■ TASK DETAILS
Edit the rows that begin at the line containing "Each instance of the blue" and stop after the line containing "[(349, 146), (172, 341), (344, 146)]", changing "dark green foliage" to "deep green leaves" and leaving everything else the same. Return only those rows.
■ ■ ■
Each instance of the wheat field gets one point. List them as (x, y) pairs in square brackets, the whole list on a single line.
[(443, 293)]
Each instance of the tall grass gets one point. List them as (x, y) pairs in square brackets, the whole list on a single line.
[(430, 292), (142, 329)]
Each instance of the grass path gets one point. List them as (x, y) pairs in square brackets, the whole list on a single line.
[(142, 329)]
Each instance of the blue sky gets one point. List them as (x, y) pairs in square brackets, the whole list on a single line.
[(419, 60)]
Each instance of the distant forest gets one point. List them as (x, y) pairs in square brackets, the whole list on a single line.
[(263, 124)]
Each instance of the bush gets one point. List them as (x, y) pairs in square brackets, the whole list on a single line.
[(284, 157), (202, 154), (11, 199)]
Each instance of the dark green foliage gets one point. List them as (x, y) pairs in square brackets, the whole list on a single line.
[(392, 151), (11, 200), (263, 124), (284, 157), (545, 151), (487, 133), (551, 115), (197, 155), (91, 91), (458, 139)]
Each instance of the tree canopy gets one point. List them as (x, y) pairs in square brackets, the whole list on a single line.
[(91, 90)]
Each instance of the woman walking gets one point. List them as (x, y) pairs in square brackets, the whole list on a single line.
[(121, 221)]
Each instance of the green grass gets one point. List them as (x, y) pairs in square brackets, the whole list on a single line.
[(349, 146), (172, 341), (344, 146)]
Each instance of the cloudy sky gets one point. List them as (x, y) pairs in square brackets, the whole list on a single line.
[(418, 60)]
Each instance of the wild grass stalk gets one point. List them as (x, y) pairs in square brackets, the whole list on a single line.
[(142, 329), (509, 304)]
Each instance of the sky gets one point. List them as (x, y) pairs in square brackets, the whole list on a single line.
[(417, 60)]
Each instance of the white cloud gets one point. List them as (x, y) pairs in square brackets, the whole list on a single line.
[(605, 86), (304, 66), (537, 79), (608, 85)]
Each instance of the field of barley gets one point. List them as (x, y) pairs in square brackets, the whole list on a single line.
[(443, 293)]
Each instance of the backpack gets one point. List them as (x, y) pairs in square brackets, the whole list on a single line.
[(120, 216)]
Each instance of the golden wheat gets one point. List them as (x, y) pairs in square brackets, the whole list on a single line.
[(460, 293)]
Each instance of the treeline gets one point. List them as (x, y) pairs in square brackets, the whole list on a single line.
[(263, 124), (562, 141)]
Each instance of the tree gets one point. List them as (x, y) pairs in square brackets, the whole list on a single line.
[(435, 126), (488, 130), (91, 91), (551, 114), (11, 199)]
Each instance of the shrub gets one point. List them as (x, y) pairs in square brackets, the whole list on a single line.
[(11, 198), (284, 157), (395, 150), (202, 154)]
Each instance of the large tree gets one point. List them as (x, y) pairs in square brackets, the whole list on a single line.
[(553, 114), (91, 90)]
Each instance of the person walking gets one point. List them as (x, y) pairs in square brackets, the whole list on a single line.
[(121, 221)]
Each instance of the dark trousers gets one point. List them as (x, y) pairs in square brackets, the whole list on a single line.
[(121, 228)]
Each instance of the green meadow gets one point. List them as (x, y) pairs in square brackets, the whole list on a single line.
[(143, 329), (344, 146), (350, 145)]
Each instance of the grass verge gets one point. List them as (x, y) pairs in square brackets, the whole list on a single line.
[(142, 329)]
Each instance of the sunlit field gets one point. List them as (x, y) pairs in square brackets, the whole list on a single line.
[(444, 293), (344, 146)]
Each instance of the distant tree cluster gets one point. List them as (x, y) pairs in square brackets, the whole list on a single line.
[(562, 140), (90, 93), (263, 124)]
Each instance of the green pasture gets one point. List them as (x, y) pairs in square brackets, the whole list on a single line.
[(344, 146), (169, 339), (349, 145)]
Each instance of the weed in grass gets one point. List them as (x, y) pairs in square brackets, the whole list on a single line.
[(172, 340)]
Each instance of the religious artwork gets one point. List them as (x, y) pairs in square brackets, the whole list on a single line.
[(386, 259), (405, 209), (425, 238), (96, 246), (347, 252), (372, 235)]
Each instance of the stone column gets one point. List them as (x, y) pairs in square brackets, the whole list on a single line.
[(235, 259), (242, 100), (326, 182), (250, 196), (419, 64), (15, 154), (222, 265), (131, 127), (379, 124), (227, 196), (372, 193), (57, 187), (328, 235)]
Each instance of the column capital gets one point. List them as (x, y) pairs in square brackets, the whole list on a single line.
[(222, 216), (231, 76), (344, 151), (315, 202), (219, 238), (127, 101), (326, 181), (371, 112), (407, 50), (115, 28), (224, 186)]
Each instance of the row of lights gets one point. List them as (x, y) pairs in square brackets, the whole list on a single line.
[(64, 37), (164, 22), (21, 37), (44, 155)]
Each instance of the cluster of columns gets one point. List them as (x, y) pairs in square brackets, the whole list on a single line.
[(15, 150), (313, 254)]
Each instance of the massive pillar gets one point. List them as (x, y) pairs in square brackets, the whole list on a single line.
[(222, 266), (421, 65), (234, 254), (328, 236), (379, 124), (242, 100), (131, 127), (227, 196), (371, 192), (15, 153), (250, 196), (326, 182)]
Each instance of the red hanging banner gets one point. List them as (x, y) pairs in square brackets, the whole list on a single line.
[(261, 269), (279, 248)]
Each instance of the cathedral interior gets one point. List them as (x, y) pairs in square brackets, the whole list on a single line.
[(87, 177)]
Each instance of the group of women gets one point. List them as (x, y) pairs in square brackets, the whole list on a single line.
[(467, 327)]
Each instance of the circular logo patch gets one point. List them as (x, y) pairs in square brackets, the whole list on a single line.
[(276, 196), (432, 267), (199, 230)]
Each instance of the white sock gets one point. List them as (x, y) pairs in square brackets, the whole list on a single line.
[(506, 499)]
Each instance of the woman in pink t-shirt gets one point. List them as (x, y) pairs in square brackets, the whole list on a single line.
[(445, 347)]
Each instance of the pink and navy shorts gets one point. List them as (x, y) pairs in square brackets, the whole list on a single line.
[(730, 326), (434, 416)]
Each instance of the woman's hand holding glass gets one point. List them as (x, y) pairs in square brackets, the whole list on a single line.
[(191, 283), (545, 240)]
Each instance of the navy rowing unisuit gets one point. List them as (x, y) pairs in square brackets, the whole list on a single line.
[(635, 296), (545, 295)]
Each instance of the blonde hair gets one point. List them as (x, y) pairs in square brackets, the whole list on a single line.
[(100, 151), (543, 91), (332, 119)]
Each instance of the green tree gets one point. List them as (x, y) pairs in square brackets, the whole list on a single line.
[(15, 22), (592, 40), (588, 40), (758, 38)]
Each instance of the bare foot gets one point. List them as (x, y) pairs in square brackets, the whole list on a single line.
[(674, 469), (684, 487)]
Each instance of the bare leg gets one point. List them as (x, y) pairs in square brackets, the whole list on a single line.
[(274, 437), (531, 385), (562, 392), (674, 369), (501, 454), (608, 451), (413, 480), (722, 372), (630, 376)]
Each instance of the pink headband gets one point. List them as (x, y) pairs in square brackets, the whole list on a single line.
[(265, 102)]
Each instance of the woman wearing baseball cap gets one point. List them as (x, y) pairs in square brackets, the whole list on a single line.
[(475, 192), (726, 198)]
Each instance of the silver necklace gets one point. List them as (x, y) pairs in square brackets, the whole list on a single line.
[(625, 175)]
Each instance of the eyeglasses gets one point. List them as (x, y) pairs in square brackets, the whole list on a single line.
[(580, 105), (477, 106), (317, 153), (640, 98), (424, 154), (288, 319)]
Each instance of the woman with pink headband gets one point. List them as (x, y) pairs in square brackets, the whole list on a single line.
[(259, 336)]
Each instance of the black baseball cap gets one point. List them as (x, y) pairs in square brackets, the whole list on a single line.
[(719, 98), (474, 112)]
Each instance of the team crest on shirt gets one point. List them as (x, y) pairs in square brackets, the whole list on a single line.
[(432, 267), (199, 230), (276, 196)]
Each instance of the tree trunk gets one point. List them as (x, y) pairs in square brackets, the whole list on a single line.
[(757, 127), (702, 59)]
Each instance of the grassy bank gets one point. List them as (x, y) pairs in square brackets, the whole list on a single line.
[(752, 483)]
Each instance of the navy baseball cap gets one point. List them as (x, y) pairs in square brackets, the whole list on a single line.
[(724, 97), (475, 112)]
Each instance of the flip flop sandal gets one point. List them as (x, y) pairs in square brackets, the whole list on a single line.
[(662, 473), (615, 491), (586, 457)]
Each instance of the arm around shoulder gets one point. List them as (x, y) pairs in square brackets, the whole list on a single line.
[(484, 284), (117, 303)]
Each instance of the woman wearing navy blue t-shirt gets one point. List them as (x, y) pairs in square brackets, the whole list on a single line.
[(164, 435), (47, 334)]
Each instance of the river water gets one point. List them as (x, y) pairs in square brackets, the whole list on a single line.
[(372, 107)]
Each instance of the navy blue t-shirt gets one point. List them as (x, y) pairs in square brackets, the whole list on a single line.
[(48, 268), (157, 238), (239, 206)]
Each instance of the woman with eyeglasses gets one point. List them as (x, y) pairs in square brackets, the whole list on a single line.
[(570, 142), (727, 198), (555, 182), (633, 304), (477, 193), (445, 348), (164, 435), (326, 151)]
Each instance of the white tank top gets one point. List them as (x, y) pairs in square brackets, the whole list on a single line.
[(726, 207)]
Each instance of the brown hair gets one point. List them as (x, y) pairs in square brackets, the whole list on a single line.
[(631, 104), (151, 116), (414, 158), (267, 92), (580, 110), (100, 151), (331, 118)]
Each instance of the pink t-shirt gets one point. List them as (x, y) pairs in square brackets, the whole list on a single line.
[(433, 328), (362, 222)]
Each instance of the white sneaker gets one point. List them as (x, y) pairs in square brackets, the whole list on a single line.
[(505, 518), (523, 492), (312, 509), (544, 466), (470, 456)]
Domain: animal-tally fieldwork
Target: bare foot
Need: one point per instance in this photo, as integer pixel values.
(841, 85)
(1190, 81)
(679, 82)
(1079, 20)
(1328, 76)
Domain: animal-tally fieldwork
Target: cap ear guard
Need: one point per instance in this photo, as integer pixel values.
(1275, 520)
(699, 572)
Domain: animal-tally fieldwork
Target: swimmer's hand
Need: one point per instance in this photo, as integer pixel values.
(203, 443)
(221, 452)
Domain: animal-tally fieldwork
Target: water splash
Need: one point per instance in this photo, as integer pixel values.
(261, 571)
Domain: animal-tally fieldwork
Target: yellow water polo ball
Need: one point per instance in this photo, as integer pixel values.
■ ■ ■
■ ANSWER BELOW
Each instance of the blue sky gets one point. List them as (x, y) pairs in square brackets, the whole list on a single line.
[(419, 60)]
Each instance of the distant forest gets one point. List them as (x, y) pairs in square brackets, the whole list on a single line.
[(263, 124)]
Each instance of the bush gets one point. List them as (x, y) pairs in square brackets, the whole list on a single line.
[(284, 157), (202, 154), (11, 199)]
Each instance of the deep green leaves gets one point. List them as (x, y) pairs in square brackets, the whole list on a single line.
[(392, 151), (11, 200), (263, 124), (284, 157), (545, 151), (487, 133), (551, 115), (197, 155), (91, 91), (458, 139)]
Each instance of the tree canopy gets one point. List them as (x, y) pairs in square brackets, the whole list on a single line.
[(91, 90)]
Each instance of the woman walking gets one point. List them as (x, y) pairs in square brackets, the whole list on a single line.
[(121, 221)]
Each instance of the green grass gets one point. List them as (x, y) pairs in square brackets, the whole list on a single line.
[(349, 146), (172, 341), (344, 146)]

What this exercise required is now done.